- Tarea a realizar
Copia de nuevo todas las líneas siguientes cambiando "keypoint" por "marker" y deja todo lo demás igual.

==== Líneas de la tarea

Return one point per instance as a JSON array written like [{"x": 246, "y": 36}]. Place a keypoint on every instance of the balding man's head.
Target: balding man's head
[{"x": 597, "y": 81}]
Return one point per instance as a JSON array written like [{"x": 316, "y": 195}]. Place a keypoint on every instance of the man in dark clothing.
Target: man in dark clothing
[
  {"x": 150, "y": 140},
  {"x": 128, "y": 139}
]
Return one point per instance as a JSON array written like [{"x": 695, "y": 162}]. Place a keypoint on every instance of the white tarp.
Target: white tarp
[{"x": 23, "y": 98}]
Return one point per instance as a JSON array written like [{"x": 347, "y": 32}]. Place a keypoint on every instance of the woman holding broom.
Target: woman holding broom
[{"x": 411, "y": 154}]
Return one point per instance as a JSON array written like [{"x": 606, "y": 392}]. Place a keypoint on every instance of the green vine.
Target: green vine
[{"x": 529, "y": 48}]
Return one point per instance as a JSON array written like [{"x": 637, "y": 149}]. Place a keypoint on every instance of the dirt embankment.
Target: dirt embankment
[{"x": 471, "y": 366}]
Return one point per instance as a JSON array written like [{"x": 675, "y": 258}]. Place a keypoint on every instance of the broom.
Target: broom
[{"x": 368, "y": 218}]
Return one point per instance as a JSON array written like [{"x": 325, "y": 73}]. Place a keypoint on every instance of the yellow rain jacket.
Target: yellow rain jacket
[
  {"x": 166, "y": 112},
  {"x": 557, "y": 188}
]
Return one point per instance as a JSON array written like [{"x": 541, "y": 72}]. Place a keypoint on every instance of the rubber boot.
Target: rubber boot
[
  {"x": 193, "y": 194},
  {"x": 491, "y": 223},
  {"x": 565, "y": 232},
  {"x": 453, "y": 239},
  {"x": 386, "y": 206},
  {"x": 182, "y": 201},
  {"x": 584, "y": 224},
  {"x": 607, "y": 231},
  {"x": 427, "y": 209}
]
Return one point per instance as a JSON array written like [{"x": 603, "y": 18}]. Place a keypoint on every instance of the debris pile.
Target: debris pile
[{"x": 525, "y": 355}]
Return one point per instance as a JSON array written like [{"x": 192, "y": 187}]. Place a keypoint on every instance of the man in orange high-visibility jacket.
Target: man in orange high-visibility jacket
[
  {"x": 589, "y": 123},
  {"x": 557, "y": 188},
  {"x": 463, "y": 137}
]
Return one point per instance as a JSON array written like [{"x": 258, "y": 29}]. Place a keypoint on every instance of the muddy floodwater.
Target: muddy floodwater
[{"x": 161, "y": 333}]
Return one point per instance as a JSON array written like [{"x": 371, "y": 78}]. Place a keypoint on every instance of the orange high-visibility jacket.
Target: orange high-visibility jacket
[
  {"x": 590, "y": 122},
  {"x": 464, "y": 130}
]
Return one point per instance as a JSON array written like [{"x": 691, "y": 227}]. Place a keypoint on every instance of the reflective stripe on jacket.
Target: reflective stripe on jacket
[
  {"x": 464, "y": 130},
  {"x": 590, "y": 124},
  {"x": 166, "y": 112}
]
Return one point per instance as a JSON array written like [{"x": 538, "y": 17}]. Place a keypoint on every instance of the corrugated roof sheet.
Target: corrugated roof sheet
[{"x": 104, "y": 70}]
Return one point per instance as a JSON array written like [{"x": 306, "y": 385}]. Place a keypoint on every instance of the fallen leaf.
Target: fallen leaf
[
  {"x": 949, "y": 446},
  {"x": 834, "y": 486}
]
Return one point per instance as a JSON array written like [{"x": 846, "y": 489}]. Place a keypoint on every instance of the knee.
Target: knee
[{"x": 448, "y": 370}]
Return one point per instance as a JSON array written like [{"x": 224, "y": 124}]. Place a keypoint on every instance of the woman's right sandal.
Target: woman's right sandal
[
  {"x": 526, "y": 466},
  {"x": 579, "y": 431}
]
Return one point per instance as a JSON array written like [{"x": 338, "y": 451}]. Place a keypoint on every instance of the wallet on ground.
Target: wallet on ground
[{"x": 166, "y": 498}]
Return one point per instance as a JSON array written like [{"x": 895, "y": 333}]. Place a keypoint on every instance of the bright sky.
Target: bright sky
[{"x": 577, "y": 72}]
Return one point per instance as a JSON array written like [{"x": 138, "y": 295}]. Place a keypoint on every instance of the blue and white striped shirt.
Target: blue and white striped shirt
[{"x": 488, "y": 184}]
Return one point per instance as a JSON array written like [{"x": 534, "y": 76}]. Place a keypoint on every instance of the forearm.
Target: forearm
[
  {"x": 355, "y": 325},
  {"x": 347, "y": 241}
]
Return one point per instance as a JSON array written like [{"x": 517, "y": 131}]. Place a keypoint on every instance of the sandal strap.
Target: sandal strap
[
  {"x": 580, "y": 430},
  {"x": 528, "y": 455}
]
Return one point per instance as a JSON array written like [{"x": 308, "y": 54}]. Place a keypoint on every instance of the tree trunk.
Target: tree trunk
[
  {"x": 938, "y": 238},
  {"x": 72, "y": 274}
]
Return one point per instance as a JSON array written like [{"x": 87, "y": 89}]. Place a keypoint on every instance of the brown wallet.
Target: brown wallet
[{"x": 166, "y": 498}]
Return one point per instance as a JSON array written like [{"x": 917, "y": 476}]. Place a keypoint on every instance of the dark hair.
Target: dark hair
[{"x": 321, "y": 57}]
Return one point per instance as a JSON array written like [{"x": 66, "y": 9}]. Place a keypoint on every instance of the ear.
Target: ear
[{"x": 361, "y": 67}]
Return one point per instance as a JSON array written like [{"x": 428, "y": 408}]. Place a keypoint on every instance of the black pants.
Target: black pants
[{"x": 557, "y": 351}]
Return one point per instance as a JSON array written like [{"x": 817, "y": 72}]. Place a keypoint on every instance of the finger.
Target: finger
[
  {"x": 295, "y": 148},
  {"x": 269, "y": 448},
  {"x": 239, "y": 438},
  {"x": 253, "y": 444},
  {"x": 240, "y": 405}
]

========

- Resultado del ejercicio
Return one point per instance as a JSON array written like [{"x": 246, "y": 36}]. Place a marker on every instance of the balding man's head.
Target: balding man's head
[{"x": 597, "y": 81}]
Return one point per instance as a JSON array written like [{"x": 316, "y": 195}]. Place a marker on every instance of the man in dark clothing.
Target: man in dark clothing
[
  {"x": 150, "y": 140},
  {"x": 128, "y": 139}
]
Return one point per instance as a JSON array written like [{"x": 695, "y": 162}]. Place a marker on every instance of the white tarp.
Target: white tarp
[{"x": 23, "y": 98}]
Return one point per instance as a JSON array written like [{"x": 347, "y": 32}]. Place a marker on every instance of the woman holding broom.
Target: woman holding broom
[{"x": 411, "y": 154}]
Return one point per instance as a JSON array written like [{"x": 606, "y": 392}]. Place a marker on every instance of the green vine.
Target: green vine
[{"x": 529, "y": 48}]
Return one point per instance as a JSON array written like [{"x": 637, "y": 149}]. Place a marker on every instance of the dirt embankment.
Target: dirt embankment
[{"x": 471, "y": 366}]
Return one point per instance as a JSON array written like [{"x": 675, "y": 258}]. Place a marker on every instance of the broom.
Target: broom
[{"x": 368, "y": 218}]
Return one point per instance as a JSON array written like [{"x": 325, "y": 73}]. Place a marker on every instance of the yellow rain jacket.
Target: yellow rain jacket
[
  {"x": 166, "y": 112},
  {"x": 557, "y": 188}
]
Return one point per instance as a JSON array written like [{"x": 541, "y": 72}]. Place a marker on every instance of the rubber boot.
Target: rubber boot
[
  {"x": 193, "y": 194},
  {"x": 491, "y": 223},
  {"x": 565, "y": 232},
  {"x": 453, "y": 239},
  {"x": 386, "y": 206},
  {"x": 182, "y": 201},
  {"x": 584, "y": 224},
  {"x": 607, "y": 231},
  {"x": 427, "y": 209}
]
Return one point per instance as a JSON array written like [{"x": 603, "y": 18}]. Place a marker on every instance of the debris pile.
Target: debris pile
[{"x": 525, "y": 355}]
Return one point per instance as a JSON array written like [{"x": 192, "y": 187}]. Place a marker on every instance of the man in orange high-visibility jacket.
Target: man in orange high-visibility jacket
[
  {"x": 589, "y": 123},
  {"x": 557, "y": 188},
  {"x": 463, "y": 137}
]
Return one point per instance as a JSON array written like [{"x": 258, "y": 29}]. Place a marker on every instance of the muddy floodwater.
Target: muddy floodwater
[{"x": 161, "y": 333}]
Return one point per instance as a JSON array written like [{"x": 371, "y": 78}]. Place a marker on every instance of the orange high-visibility jacket.
Target: orange high-visibility jacket
[
  {"x": 590, "y": 122},
  {"x": 464, "y": 130}
]
Return one point per instance as a JSON array written like [{"x": 691, "y": 227}]. Place a marker on every instance of the reflective stripe on jacket.
Target: reflective stripe on jacket
[
  {"x": 464, "y": 130},
  {"x": 590, "y": 124},
  {"x": 166, "y": 112}
]
Return one point per instance as a JSON array written like [{"x": 538, "y": 17}]. Place a marker on every instance of the corrugated roof sheet.
Target: corrugated roof sheet
[{"x": 104, "y": 70}]
Return one point per instance as a JSON array written like [{"x": 306, "y": 385}]. Place a marker on every instance of the fallen leaf.
Target: fallen leaf
[
  {"x": 949, "y": 446},
  {"x": 834, "y": 486}
]
Return one point per instance as a JSON array written like [{"x": 846, "y": 489}]. Place a marker on every instance of the knee.
Target: knee
[{"x": 448, "y": 370}]
Return one point per instance as a JSON array written like [{"x": 224, "y": 124}]. Place a marker on every instance of the woman's right sandal.
Target: woman's right sandal
[
  {"x": 526, "y": 466},
  {"x": 579, "y": 431}
]
Return one point per instance as a JSON array written like [{"x": 338, "y": 451}]. Place a marker on every instance of the wallet on ground.
Target: wallet on ground
[{"x": 166, "y": 498}]
Return one point per instance as a JSON array written like [{"x": 895, "y": 333}]. Place a marker on every instance of the bright sky.
Target: bright sky
[{"x": 577, "y": 72}]
Return one point per instance as a JSON array written like [{"x": 138, "y": 295}]. Place a marker on every instance of the blue and white striped shirt.
Target: blue and white striped shirt
[{"x": 488, "y": 184}]
Return one point per instance as a JSON array written like [{"x": 534, "y": 76}]. Place a marker on every instance of the forearm.
Target: forearm
[
  {"x": 355, "y": 325},
  {"x": 347, "y": 241}
]
Return one point per instance as a JSON array written like [{"x": 517, "y": 131}]. Place a marker on every instance of the sandal strap.
Target: sandal strap
[
  {"x": 580, "y": 430},
  {"x": 528, "y": 455}
]
Return one point per instance as a JSON array written like [{"x": 308, "y": 54}]. Place a marker on every instance of the tree trunk.
Target: tree trunk
[
  {"x": 938, "y": 238},
  {"x": 72, "y": 274}
]
Return one point per instance as a JSON array written like [{"x": 87, "y": 89}]. Place a marker on every instance of the brown wallet.
Target: brown wallet
[{"x": 166, "y": 498}]
Return one point per instance as a JSON array written like [{"x": 917, "y": 476}]. Place a marker on every instance of the dark hair.
Target: dark hair
[{"x": 321, "y": 57}]
Return one point per instance as a JSON array written like [{"x": 66, "y": 9}]. Place a marker on every instance of the ear.
Target: ear
[{"x": 361, "y": 67}]
Return one point per instance as a JSON array written like [{"x": 428, "y": 408}]. Place a marker on every instance of the black pants.
Target: black pants
[{"x": 557, "y": 351}]
Return one point per instance as a JSON array written like [{"x": 817, "y": 72}]. Place a marker on every instance of the finger.
Target: finger
[
  {"x": 295, "y": 148},
  {"x": 269, "y": 448},
  {"x": 239, "y": 438},
  {"x": 253, "y": 444},
  {"x": 240, "y": 405}
]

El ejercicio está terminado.